▶ [JOB] Output the entries verbatim, including every line.

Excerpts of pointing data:
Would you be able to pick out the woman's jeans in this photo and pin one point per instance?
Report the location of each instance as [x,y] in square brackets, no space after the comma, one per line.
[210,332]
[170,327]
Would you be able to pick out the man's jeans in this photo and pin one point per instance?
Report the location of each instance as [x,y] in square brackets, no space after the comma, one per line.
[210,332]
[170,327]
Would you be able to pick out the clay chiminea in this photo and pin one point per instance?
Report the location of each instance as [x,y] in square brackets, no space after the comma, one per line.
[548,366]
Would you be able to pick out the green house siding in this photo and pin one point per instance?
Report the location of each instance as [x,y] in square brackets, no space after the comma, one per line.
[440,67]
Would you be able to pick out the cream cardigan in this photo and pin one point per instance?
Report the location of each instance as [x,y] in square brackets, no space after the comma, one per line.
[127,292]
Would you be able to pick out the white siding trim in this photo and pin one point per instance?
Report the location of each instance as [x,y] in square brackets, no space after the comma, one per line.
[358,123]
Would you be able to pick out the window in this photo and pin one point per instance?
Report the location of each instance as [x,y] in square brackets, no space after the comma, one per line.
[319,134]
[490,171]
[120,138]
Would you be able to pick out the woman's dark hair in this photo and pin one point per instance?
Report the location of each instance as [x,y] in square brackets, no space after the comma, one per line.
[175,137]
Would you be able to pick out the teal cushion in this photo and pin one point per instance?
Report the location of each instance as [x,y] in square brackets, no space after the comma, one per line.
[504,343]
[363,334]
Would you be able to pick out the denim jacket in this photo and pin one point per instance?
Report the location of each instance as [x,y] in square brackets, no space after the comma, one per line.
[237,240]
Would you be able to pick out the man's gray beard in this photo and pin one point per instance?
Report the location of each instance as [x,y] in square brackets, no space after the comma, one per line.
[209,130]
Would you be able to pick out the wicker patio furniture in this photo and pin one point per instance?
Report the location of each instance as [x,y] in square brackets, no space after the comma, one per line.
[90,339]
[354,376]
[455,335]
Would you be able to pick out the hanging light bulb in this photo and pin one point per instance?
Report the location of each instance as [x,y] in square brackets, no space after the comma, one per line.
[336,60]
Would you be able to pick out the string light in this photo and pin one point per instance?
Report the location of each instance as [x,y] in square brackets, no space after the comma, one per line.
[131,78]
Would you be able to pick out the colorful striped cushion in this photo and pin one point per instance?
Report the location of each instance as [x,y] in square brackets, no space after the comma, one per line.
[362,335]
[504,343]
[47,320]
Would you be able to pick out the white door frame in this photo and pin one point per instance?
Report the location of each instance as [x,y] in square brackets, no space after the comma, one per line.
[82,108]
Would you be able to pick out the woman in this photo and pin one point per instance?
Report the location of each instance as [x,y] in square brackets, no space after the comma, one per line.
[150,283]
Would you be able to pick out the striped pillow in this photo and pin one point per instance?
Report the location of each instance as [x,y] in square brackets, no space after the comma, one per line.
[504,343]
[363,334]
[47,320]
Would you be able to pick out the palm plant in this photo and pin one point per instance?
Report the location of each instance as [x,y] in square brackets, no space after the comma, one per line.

▶ [EXERCISE RESULT]
Would you be able to pick out the woman's jeans in this photo and pin one point per instance?
Report the location of each instance as [x,y] in square brackets, no space after the comma, one per line.
[210,332]
[170,327]
Would you be able to pick out the man's jeans in this photo and pin one point per instance?
Report the location of each instance as [x,y] in square brackets, no space after the comma, one per line.
[210,332]
[170,327]
Would you be able to pick out the clay chiminea in this photo and pin one point per instance?
Report the location of each instance as [x,y] in square brackets, no space after the comma, one per line.
[548,366]
Would you be able to pick out the green house siding in this photo and pin one point per instance?
Report the location of each instance as [x,y] in square brackets, no space after the comma, one per line.
[440,67]
Would you be able to pick out the cream cardigan in this photo and pin one point per instance?
Report the location of each instance as [x,y] in square brackets, no space after the comma, one per line.
[127,292]
Would you be able to pick out the white siding trim in this photo and pin one point per instance?
Report the location of each instance as [x,y] in square brackets, no space after the comma, one per line.
[358,123]
Would you be able to pick out the window in this photo and pin one point per instance?
Report the location of each instance as [x,y] in square brackets, no space after the comma, one per line.
[319,134]
[490,171]
[120,138]
Would you be able to pick out the woman's dark hair in this photo and pin one point per instance?
Report the location of each instance as [x,y] in square brackets, no space after the comma, one per line.
[175,137]
Would you be able to pick out the teal cushion in this photo and pin one point per instance?
Report the location of each instance as [x,y] in square brackets, no space after the comma, one per line.
[504,343]
[363,334]
Would you be able to pick out the denim jacket in this photo and pin one point per instance?
Report the location of each instance as [x,y] in square brackets, no space after the comma, one per line.
[237,240]
Would you be able to pick out the man's gray beard in this photo and pin one point per instance?
Report the location of each instance as [x,y] in square brackets, no space after the comma, one per line.
[209,130]
Would you be able to pick out the wicker patio furniture in this photo and pin one point per instance?
Report the location of each instance as [x,y] in square brackets, no space after the comma, one per line.
[90,339]
[354,376]
[455,335]
Would you be able to pick out the hanging light bulb in this photo and pin one point per instance?
Report the location of each instance as [x,y] in square brackets, no space after the comma, one per line.
[336,60]
Would you be able to pick out the string light in this photo and pin one point per instance?
Report the location of each instance as [x,y] in square brackets, no space after the comma, one per line.
[131,78]
Would you be able to pick out the colorful striped cushion in this photo and pin one point per instance?
Report the location of each instance as [x,y] in square brackets, no space after the comma, one per line.
[362,335]
[504,343]
[47,320]
Would you be able to pick out the white door frame in this photo and pin one point per instance?
Report the location of each instance as [x,y] in square brackets, no space after the comma, one per line.
[82,108]
Would you be able to pick out the woman in this photo and pin one point per instance?
Report the location of each instance as [x,y] in square brackets, no space after the comma, one per line.
[150,283]
Would you be able to pick out the striped pillow in this photo and pin one point per instance?
Report the location of each instance as [x,y] in square brackets, no space after the comma, one per line.
[504,343]
[363,334]
[47,320]
Would you be able to pick out the palm plant in this photo and pin one point per instance?
Report the location of each instance as [x,y] in square brackets, no space after the comma, one per line.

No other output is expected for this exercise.